* _What is needed_: Extract verbatim every line from the one containing "For the dataset, pick out the boulder" to the final line of the records below, inclusive, and exclude all pictures.

* _Data shown_:
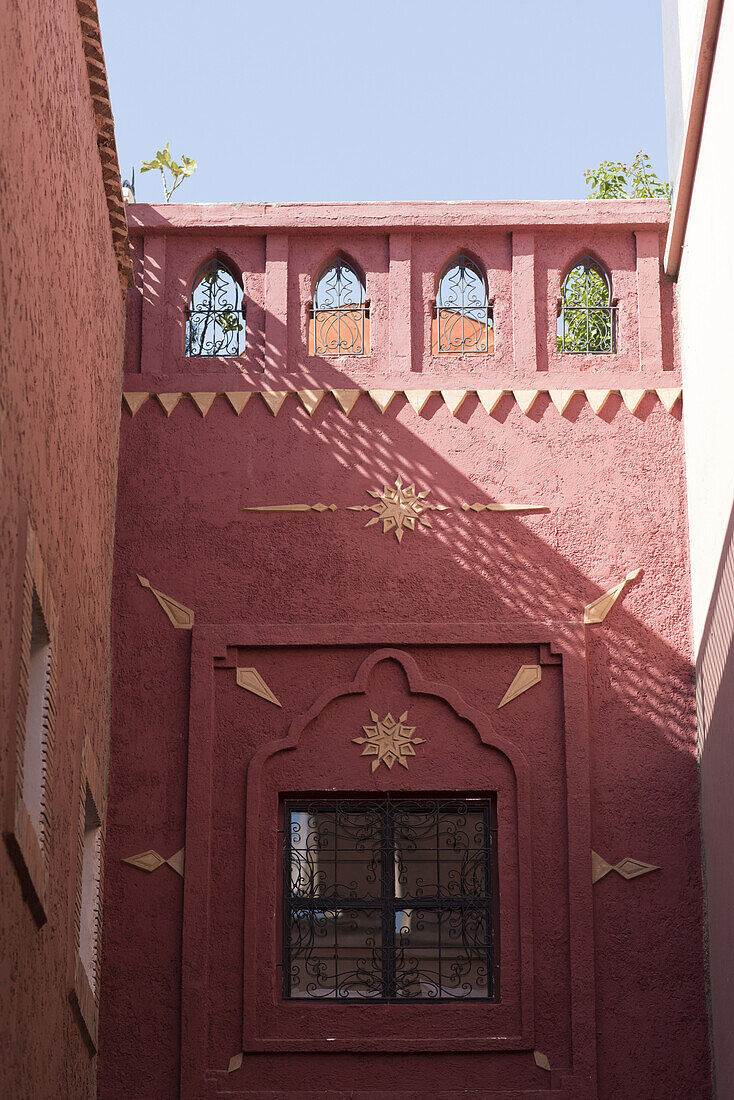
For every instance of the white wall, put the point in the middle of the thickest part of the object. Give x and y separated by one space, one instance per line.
705 306
681 30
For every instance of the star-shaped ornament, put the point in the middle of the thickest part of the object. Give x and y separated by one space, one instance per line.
390 740
400 507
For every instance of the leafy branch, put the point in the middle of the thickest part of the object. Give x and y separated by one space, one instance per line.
614 179
164 163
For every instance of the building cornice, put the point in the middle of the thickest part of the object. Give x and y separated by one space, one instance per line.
386 217
105 124
689 156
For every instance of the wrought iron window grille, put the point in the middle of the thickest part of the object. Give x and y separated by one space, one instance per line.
463 310
216 314
390 900
587 312
339 311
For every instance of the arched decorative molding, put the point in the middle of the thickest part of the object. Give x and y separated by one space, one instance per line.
505 1023
331 259
462 321
452 259
579 256
418 685
222 257
339 309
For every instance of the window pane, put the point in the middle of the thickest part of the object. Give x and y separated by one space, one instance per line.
389 900
336 954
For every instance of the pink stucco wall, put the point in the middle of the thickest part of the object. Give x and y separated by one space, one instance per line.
611 988
62 349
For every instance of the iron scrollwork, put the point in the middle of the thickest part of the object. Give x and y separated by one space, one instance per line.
339 311
463 310
588 315
215 319
390 900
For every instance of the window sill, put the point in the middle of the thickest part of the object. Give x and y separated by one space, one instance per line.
30 864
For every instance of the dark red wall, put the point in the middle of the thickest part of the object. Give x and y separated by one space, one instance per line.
605 980
61 332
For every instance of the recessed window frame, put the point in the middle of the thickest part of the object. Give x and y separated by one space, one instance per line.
328 310
389 810
609 310
89 862
28 828
462 310
215 311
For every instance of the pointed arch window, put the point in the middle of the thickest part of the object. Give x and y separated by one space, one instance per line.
215 318
587 312
340 312
463 310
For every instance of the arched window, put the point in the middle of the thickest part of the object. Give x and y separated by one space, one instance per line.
340 315
215 318
587 312
463 311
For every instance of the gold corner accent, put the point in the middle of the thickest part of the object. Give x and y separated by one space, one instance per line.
598 609
179 616
391 740
251 680
526 677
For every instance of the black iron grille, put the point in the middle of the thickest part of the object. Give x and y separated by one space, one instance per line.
390 900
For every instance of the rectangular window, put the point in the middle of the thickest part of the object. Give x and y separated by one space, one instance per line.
90 894
390 900
36 716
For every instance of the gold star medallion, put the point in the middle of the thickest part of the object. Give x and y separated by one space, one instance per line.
398 508
390 740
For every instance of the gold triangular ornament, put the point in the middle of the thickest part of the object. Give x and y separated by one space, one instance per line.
251 680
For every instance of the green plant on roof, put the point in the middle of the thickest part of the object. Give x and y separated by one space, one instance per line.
165 164
614 179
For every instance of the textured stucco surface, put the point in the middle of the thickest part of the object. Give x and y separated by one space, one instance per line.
61 332
704 293
614 486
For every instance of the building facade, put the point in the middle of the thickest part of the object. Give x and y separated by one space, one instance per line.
403 793
64 265
699 62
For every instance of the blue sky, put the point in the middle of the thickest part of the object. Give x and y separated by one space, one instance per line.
393 99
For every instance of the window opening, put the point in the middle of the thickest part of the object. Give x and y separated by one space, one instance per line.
36 714
339 311
215 318
390 900
462 310
587 318
90 890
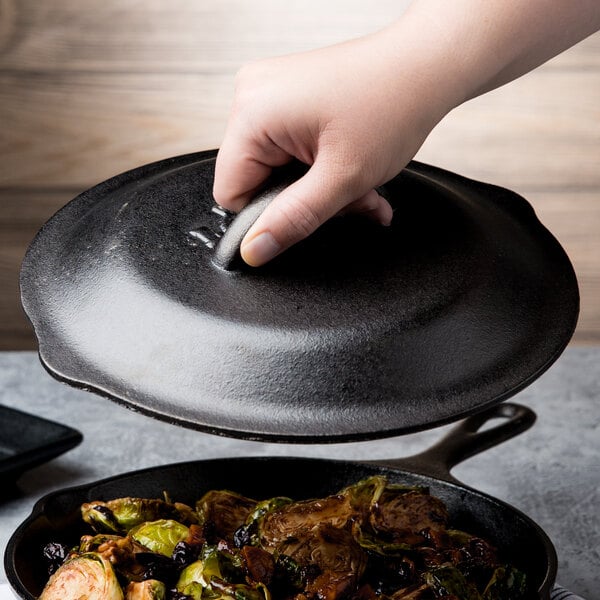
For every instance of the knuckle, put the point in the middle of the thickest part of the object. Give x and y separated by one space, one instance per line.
301 216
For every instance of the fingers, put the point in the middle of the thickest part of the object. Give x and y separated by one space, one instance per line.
373 206
301 208
242 165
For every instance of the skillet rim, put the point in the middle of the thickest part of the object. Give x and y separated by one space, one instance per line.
38 510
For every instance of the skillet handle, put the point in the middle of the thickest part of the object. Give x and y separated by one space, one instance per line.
227 251
466 440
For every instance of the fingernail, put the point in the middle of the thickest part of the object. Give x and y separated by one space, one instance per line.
260 249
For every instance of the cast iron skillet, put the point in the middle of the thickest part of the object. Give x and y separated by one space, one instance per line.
358 332
518 538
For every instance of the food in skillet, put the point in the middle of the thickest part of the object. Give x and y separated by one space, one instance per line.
372 540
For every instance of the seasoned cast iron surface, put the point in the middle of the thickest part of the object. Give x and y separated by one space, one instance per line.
358 332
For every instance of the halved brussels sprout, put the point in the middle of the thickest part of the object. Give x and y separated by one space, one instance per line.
506 582
87 575
238 591
121 514
222 513
151 589
160 536
449 581
402 515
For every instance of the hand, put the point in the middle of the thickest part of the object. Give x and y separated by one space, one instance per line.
339 110
359 111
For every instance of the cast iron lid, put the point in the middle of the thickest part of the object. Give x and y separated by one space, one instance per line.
360 331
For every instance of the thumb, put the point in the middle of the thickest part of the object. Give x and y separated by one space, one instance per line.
297 212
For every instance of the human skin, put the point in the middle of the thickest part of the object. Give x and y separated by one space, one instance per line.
359 111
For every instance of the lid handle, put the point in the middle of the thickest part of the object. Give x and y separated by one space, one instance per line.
227 252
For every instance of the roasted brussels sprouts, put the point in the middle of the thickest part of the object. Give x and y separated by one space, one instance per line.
221 513
373 540
151 589
160 536
88 575
120 515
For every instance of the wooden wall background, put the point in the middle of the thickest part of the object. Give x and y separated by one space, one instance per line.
91 89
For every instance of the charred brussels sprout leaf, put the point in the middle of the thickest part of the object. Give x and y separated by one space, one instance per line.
449 581
160 536
87 576
151 589
239 591
55 555
191 582
247 534
121 514
221 513
507 583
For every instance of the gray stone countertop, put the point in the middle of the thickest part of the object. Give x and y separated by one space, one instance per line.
551 472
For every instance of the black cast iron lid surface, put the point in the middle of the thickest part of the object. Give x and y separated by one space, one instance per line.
359 332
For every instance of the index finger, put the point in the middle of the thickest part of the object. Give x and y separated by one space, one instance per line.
242 165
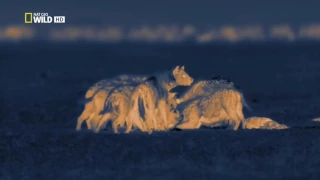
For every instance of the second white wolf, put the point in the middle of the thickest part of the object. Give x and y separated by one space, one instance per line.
210 102
151 97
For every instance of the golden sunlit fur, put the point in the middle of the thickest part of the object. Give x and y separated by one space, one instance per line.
98 94
151 96
262 123
173 115
224 106
117 107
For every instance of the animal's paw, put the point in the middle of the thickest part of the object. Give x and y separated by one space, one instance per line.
176 129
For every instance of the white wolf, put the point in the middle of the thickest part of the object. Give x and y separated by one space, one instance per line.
97 95
150 98
262 123
212 102
223 106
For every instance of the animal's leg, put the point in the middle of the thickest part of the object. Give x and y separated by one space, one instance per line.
103 121
239 111
88 110
99 104
120 120
229 104
193 121
163 114
234 122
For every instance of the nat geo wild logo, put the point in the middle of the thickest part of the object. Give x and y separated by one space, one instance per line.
40 17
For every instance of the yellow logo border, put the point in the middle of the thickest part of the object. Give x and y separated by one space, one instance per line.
25 18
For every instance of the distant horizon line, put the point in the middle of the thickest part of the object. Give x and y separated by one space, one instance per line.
161 33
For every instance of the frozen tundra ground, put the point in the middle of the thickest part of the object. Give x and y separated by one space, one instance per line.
42 86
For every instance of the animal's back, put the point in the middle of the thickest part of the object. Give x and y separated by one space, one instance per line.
206 87
108 84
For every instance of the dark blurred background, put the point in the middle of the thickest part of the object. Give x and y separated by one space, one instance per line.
143 20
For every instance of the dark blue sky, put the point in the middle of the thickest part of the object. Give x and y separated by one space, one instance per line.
195 12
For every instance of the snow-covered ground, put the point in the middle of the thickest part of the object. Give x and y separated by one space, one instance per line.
43 84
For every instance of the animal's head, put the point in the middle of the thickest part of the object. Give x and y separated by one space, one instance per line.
173 113
173 99
181 77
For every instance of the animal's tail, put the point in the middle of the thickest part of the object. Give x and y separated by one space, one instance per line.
244 102
84 101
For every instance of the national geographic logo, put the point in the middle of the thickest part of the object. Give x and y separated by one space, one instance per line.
30 18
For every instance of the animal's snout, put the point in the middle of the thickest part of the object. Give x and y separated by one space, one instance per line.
191 80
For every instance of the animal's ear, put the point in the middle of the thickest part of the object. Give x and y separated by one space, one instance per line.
176 70
174 94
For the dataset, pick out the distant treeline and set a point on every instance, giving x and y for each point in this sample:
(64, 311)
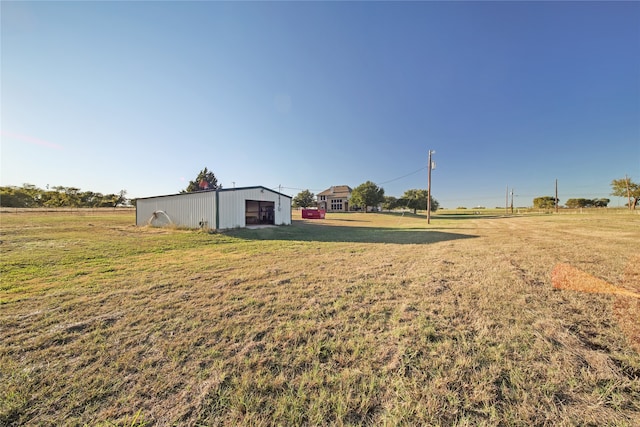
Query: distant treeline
(30, 196)
(587, 203)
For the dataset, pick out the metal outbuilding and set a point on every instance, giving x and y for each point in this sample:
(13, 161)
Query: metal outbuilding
(216, 209)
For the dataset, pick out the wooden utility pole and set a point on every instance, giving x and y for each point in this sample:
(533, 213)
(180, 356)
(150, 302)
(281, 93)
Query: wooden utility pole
(626, 178)
(512, 201)
(429, 189)
(506, 202)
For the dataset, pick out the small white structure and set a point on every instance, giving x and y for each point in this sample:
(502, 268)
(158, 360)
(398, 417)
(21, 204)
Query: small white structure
(216, 209)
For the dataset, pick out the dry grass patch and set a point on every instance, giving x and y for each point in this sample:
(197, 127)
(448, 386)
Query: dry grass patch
(365, 319)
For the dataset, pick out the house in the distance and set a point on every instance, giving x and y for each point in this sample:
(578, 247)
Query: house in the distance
(335, 199)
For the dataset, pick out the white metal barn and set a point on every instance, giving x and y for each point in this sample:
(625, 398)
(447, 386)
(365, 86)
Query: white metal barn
(216, 209)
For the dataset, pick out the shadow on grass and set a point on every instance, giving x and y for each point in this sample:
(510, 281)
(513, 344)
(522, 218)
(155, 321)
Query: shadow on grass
(305, 232)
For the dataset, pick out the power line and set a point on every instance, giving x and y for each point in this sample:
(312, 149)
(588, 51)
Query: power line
(403, 176)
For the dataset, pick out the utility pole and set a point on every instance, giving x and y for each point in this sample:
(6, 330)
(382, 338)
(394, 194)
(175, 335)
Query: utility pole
(512, 201)
(429, 188)
(506, 202)
(626, 179)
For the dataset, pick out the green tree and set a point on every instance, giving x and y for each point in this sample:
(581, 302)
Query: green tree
(579, 203)
(206, 180)
(601, 203)
(366, 195)
(545, 202)
(417, 199)
(304, 199)
(16, 197)
(626, 188)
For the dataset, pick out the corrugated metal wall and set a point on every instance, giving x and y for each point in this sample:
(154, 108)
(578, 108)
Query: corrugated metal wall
(193, 210)
(232, 206)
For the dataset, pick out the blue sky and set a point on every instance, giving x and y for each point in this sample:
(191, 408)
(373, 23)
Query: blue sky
(143, 95)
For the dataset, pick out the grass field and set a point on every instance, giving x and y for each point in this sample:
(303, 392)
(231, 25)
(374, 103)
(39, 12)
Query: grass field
(361, 319)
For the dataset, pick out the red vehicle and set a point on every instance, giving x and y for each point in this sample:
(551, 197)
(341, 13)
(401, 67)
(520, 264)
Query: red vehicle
(313, 213)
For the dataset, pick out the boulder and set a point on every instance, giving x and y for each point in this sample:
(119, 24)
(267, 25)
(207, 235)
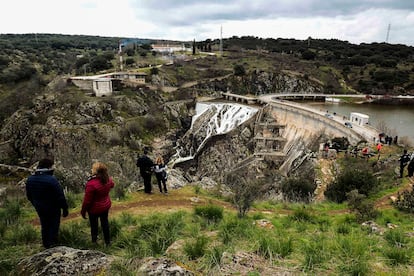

* _Response to this exercise_:
For the dataset, pick out the boulder and set a point on every instance, giving x and y for each point in this sample:
(119, 24)
(267, 25)
(207, 235)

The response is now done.